Object location annotation data:
======
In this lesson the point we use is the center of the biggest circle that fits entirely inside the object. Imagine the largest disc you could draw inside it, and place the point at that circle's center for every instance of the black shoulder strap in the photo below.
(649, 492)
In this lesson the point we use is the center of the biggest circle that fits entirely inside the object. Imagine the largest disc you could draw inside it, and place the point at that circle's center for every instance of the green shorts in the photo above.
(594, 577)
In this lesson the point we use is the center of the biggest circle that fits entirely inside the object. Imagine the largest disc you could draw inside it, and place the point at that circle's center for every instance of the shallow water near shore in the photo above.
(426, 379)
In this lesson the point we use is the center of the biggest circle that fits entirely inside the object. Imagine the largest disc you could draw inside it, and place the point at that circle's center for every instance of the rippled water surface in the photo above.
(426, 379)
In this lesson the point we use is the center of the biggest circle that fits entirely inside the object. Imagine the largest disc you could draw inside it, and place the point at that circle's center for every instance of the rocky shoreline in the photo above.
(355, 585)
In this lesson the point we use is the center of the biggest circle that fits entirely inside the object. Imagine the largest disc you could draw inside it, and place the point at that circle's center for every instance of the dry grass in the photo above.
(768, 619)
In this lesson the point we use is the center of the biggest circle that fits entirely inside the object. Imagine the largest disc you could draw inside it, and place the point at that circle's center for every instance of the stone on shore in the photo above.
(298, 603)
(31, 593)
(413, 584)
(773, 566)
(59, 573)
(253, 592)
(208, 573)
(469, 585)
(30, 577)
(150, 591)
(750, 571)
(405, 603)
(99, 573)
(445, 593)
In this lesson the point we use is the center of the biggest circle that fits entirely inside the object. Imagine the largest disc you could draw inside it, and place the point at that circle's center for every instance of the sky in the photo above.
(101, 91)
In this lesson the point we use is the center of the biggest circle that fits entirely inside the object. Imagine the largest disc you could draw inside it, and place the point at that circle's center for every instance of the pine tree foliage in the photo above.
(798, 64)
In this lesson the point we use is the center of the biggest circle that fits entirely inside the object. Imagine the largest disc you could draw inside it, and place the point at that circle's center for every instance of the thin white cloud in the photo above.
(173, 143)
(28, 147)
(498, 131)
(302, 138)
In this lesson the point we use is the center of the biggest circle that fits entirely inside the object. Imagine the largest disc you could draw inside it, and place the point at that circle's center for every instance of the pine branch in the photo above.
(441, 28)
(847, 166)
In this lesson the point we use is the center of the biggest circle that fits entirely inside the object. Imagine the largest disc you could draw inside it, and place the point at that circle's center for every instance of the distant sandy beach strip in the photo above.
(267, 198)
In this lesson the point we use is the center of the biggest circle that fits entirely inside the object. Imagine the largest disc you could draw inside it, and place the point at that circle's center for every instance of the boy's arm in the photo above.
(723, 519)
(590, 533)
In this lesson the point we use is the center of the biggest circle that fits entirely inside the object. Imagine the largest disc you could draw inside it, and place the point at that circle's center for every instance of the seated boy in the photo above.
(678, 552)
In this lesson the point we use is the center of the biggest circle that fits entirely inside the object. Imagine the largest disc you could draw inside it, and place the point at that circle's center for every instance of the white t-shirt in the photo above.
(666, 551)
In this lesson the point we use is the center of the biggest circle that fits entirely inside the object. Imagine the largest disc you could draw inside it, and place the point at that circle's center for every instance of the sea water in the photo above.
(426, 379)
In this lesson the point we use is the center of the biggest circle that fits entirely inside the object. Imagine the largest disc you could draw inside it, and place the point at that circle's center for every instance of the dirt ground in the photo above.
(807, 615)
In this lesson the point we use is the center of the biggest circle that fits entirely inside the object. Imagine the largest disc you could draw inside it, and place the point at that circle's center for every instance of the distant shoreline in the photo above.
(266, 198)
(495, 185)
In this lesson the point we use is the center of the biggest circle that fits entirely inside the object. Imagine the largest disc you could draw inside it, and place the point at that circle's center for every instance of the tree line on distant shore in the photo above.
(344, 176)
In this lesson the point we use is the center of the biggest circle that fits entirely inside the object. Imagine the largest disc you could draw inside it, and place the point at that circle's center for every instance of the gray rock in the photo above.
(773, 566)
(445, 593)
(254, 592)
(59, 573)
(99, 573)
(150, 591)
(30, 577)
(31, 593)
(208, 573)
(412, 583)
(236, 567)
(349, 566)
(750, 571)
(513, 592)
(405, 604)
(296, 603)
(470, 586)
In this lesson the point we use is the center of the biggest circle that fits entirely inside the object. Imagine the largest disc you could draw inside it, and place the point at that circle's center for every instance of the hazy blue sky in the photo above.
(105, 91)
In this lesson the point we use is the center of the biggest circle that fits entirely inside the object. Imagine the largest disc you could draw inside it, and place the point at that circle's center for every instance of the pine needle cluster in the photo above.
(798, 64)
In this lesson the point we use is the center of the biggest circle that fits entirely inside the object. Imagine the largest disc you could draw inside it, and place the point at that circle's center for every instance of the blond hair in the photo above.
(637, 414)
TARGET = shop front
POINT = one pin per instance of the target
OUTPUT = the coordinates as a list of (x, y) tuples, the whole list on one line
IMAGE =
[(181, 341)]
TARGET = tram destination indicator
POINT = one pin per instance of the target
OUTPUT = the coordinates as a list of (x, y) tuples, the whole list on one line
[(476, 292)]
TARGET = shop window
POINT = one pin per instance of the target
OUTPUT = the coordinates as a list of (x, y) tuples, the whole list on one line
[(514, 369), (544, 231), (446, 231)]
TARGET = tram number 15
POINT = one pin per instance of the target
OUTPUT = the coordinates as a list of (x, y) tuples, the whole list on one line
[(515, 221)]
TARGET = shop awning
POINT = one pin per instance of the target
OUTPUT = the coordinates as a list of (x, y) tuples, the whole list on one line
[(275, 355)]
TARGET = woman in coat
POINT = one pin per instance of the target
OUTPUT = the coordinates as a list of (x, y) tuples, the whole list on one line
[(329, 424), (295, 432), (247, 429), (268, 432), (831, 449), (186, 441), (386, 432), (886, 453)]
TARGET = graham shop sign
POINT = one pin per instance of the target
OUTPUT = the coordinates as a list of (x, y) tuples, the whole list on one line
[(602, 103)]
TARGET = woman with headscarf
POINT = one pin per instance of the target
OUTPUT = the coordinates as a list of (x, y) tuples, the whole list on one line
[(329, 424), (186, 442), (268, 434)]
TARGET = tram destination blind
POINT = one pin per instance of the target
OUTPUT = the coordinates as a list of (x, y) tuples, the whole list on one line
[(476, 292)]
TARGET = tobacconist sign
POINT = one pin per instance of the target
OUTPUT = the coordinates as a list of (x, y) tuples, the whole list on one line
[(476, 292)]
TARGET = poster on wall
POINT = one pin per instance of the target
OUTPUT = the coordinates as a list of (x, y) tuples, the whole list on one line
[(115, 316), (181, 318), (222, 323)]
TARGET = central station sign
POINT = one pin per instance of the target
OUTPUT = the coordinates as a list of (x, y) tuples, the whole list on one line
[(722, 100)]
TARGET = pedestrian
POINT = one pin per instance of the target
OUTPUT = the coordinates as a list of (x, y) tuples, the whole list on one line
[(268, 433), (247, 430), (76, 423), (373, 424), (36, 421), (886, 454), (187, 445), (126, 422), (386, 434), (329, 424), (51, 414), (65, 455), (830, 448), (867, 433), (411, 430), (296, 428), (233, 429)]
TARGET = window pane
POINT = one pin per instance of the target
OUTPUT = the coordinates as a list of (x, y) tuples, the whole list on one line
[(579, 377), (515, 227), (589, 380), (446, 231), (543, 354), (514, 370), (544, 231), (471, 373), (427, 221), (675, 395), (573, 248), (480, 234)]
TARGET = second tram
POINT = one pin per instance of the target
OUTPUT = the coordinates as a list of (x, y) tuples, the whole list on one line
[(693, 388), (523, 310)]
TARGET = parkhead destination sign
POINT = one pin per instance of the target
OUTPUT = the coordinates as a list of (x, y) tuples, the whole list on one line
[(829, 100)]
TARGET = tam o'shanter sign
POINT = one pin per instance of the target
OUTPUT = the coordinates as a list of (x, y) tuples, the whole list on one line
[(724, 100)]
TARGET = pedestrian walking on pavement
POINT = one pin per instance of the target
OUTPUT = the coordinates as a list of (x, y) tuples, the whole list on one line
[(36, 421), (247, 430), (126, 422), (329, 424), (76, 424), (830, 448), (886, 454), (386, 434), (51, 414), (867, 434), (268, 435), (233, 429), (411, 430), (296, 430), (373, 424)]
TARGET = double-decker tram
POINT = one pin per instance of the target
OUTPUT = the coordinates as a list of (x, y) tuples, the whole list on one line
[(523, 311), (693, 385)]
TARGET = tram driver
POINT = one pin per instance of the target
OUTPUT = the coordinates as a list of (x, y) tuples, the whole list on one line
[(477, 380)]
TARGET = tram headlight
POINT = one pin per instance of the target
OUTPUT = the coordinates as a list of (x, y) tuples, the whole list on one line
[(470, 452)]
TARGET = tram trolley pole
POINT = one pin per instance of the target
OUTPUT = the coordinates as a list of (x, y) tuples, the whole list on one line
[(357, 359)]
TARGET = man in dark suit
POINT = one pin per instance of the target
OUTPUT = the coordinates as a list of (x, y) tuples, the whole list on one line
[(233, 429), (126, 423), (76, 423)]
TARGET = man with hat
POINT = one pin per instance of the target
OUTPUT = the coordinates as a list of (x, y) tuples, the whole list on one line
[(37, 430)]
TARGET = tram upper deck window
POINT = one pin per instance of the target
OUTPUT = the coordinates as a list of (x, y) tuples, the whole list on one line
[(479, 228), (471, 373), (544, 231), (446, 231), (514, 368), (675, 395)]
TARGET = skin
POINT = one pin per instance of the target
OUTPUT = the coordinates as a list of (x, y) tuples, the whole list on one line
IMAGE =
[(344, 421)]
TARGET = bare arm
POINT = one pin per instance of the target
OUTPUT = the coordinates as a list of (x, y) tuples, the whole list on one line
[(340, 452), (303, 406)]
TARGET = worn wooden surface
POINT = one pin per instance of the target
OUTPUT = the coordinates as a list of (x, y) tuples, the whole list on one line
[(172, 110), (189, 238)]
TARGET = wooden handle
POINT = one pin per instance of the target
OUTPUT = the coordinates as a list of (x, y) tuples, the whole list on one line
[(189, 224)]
======
Turn the material, starting at the line that contains "TARGET = woman in coat" and ending at the line that contains "[(602, 103)]", into a two-column CSV with the columns text and answer and one row for each text-and-answer pair. Put each value in a single quoted field, with line breaks changed to spaces.

__Result of the task__:
text,answer
"TARGET = woman in coat POINT = one pin per instance of the target OUTPUT = the coordinates as a list of (x, y) tuples, the whole list on one line","[(329, 424), (295, 432), (247, 429), (268, 432), (831, 449), (186, 441), (386, 432), (886, 453)]"
"TARGET = graham shop sign POINT = one pin per instance of the target OUTPUT = the coordinates as a list of (x, y) tuples, the whole list on one line","[(602, 103)]"